◆ What needs to be done ◆
Could you print, exactly as they stand, the lines from the one holding "of the whole" to the end of the data below, and nothing more?
======== Provided records ========
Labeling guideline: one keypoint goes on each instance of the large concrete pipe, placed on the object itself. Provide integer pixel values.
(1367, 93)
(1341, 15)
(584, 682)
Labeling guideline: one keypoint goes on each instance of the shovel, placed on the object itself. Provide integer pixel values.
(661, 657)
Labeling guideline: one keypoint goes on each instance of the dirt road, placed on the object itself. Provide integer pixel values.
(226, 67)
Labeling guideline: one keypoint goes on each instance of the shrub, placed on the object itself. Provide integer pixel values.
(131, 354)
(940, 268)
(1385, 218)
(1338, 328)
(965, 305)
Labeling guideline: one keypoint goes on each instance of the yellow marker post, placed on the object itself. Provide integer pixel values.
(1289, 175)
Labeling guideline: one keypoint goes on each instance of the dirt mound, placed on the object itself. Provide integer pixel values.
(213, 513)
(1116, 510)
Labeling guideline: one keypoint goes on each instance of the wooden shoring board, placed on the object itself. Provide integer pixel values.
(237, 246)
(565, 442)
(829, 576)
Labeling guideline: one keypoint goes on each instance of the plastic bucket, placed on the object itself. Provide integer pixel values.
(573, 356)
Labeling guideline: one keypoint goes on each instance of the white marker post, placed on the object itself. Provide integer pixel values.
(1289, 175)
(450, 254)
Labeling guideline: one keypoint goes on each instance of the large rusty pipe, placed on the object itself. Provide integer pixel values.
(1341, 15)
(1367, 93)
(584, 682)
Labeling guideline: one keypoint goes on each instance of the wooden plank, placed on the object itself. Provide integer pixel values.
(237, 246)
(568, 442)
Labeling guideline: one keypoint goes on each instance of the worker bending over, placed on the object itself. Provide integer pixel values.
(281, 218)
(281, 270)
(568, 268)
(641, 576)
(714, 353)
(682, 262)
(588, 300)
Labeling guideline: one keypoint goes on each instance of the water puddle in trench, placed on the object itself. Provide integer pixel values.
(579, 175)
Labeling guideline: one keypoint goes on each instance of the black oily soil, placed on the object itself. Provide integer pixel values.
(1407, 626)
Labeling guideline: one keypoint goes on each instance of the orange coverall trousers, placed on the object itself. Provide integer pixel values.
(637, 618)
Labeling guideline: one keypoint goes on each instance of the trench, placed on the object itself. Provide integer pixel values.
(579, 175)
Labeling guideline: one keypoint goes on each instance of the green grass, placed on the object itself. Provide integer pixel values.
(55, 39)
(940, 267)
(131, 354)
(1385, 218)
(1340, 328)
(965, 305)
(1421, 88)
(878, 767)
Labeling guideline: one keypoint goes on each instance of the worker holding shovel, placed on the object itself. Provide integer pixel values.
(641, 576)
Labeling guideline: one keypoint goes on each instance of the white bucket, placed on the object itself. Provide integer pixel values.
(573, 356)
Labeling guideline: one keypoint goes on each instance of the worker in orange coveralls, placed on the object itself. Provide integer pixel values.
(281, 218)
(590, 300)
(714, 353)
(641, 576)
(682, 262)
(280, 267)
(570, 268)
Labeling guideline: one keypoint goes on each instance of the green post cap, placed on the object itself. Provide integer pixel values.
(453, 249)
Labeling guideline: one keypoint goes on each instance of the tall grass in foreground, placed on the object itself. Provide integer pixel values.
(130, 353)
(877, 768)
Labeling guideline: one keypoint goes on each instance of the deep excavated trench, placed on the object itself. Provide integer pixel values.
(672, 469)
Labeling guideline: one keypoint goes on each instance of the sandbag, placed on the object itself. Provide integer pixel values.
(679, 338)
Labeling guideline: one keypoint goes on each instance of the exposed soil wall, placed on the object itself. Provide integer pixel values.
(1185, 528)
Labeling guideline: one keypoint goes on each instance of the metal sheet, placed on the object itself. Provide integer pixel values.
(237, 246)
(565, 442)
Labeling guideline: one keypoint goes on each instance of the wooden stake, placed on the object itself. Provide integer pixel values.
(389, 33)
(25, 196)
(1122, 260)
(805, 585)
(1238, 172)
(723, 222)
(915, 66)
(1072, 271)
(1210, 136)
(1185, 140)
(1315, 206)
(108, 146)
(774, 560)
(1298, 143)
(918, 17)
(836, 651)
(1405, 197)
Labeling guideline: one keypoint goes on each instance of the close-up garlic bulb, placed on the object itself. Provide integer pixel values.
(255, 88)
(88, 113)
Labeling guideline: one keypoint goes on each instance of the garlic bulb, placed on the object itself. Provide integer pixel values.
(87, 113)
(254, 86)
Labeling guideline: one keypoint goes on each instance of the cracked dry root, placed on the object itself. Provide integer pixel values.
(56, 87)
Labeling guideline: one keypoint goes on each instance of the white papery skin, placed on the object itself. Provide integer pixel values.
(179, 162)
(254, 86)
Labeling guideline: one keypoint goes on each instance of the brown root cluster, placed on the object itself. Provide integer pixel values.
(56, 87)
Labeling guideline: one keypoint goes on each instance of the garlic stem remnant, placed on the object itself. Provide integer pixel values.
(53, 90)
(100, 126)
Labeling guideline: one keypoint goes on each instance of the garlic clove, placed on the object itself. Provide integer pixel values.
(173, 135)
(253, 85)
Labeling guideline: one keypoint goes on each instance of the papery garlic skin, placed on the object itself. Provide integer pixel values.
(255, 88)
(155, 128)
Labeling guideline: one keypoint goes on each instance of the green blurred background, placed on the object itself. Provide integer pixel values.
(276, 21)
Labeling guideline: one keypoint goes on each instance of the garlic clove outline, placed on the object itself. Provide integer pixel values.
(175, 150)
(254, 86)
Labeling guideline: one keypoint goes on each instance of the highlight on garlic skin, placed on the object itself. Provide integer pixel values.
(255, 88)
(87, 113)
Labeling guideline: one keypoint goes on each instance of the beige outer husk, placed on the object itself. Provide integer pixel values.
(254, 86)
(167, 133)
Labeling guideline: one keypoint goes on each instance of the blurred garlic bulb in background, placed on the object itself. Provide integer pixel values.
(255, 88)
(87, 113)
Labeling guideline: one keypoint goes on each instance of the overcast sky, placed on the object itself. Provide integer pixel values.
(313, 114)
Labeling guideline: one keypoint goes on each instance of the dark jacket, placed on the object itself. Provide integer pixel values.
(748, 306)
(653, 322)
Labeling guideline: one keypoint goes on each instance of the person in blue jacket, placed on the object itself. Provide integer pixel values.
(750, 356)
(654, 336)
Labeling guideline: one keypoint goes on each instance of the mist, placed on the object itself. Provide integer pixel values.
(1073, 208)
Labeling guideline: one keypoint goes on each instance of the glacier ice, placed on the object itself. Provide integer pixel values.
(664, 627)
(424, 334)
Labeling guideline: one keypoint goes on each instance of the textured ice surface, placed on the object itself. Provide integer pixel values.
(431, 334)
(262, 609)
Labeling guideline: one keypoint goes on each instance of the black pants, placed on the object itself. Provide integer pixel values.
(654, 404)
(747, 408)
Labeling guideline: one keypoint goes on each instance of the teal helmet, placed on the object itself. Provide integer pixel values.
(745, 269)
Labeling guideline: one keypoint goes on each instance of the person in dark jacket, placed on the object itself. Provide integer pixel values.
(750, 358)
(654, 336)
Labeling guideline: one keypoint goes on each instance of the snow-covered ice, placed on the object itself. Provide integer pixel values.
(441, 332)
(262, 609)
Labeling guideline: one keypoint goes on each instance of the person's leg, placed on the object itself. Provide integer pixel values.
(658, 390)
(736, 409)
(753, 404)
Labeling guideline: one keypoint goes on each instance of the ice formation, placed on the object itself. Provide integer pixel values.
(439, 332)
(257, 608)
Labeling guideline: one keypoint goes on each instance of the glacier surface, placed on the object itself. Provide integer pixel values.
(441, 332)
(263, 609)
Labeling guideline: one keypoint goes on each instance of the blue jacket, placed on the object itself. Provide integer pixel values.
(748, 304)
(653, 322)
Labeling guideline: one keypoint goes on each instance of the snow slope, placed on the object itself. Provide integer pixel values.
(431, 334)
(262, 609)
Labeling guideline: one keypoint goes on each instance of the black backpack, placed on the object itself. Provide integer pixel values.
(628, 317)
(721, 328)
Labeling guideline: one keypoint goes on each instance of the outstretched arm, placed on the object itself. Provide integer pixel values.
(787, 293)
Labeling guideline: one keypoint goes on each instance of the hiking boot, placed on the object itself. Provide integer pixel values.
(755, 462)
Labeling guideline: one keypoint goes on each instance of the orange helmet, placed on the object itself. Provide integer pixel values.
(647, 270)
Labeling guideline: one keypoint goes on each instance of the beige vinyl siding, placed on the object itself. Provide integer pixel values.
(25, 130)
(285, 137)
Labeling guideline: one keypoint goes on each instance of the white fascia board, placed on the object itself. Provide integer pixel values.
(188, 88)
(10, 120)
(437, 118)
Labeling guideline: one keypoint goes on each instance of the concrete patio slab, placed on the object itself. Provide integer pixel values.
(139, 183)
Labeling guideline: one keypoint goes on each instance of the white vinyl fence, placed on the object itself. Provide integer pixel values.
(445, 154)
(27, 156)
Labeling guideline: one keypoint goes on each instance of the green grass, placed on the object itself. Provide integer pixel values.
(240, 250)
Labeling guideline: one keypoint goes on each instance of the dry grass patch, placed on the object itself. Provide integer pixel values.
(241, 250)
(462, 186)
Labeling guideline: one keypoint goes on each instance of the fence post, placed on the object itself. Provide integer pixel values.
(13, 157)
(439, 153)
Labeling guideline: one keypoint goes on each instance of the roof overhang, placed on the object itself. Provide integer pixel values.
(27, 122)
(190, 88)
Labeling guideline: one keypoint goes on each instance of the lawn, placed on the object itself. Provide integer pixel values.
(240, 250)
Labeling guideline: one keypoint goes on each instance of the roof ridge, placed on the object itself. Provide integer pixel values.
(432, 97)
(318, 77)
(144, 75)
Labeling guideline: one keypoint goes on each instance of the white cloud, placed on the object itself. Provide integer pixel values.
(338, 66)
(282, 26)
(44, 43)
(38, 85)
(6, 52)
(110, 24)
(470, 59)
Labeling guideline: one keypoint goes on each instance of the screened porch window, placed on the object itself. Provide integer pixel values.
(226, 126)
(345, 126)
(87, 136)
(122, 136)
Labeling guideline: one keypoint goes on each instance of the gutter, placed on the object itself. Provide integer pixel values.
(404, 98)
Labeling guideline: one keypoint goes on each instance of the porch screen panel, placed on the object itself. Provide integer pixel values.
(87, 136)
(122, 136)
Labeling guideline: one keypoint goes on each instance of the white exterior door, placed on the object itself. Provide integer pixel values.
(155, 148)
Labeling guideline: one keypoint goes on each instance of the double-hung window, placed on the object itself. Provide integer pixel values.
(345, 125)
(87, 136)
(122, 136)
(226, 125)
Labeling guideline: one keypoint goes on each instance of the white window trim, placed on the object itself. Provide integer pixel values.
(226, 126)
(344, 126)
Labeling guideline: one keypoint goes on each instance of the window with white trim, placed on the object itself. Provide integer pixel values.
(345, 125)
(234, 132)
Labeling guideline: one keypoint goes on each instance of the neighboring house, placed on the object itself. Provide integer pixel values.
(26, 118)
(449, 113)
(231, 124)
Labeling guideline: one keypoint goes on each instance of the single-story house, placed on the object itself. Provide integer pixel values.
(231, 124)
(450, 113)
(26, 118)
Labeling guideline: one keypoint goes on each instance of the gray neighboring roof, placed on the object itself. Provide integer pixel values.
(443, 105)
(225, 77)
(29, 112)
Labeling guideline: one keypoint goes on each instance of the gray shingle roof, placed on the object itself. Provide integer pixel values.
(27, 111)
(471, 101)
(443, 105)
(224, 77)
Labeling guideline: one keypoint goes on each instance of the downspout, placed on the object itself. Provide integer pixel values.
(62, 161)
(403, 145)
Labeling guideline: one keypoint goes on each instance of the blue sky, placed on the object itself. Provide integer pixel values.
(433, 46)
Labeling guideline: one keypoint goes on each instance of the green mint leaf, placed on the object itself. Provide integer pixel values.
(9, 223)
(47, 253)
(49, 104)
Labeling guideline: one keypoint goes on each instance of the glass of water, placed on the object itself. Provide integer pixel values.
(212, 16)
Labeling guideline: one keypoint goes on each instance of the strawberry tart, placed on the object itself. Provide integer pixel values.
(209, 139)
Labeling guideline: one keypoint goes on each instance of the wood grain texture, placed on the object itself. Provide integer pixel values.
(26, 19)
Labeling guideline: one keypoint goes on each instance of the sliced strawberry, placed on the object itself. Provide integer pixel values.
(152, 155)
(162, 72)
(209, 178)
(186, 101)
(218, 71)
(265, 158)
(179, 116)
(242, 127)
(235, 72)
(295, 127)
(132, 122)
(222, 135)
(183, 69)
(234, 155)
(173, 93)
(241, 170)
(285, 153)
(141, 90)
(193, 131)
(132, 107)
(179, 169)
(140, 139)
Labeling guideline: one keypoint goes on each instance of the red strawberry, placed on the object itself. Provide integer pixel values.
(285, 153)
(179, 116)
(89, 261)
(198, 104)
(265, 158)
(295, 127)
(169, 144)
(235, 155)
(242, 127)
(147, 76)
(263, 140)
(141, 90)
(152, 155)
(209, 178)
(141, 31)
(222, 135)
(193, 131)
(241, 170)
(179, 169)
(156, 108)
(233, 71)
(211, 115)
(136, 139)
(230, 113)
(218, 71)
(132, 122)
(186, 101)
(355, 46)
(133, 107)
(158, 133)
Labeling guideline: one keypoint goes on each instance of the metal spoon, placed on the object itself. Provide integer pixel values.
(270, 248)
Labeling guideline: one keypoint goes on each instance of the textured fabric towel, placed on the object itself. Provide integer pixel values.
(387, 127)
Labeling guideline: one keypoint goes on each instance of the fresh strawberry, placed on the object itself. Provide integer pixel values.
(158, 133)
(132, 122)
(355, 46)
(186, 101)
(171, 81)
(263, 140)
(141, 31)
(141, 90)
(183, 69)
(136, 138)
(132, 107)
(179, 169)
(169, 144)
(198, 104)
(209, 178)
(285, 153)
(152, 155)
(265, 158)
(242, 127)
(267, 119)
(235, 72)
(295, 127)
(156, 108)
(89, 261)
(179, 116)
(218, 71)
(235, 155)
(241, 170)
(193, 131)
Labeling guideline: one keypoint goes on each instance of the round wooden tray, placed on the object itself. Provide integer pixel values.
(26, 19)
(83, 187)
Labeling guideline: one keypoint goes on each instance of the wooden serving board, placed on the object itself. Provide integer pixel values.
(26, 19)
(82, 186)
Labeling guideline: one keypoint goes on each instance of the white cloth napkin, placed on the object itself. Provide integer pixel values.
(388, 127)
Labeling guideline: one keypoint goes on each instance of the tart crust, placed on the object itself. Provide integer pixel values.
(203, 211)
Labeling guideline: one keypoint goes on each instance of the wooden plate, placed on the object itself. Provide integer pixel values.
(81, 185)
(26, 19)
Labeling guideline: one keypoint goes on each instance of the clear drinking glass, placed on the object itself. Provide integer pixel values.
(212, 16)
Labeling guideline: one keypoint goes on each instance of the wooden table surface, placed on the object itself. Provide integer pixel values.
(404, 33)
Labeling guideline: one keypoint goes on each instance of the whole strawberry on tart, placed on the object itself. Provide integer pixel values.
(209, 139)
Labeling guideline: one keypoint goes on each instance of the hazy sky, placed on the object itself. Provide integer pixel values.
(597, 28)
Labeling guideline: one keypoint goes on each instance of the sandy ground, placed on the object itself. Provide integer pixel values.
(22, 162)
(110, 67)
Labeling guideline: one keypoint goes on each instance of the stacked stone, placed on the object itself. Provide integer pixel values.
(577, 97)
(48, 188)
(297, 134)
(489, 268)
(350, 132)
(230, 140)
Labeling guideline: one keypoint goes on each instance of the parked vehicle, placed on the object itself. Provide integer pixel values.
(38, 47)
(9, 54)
========
◆ Solution for this problem ◆
Labeling guideline: one keypoint goes on each instance of the whole strawberry on tart, placed on the object itself. Provide integer pixel values.
(209, 139)
Labeling guideline: one keypoint goes on each instance of the hazy sky, placed on the object itself. Provide integer pixel values.
(597, 28)
Labeling guideline: one keypoint goes on each instance of the sandy ground, placed on the object itself. Provide integer pixel values.
(22, 162)
(110, 67)
Labeling guideline: one keypoint goes on each instance of the stacked stone, placed on the object itself. Provide integer pixel values.
(577, 97)
(48, 188)
(297, 134)
(489, 268)
(350, 132)
(230, 140)
Labeling guideline: one keypoint goes on each instance of the parked vehicle, placed on the object itself. Provide integer pixel values.
(38, 47)
(9, 54)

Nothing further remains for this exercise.